• **DESCRIPTION OF THE TASK**:
Replace "white cloud" with "gray cloud" throughout the material below, and leave everything else unchanged.

• **RECORD EXCERPTS**:
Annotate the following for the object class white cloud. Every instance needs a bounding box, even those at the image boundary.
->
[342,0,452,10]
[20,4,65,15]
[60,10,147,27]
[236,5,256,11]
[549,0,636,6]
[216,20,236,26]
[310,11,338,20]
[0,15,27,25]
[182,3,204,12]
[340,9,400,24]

• **FULL RESPONSE**:
Annotate the following for the object class gray cloud. Every instance needs a bounding box, even those at the image boundary.
->
[342,0,452,10]
[20,4,65,15]
[60,10,147,27]
[236,5,256,11]
[549,0,636,6]
[216,20,236,26]
[310,11,338,20]
[0,15,27,25]
[182,3,204,12]
[340,9,400,24]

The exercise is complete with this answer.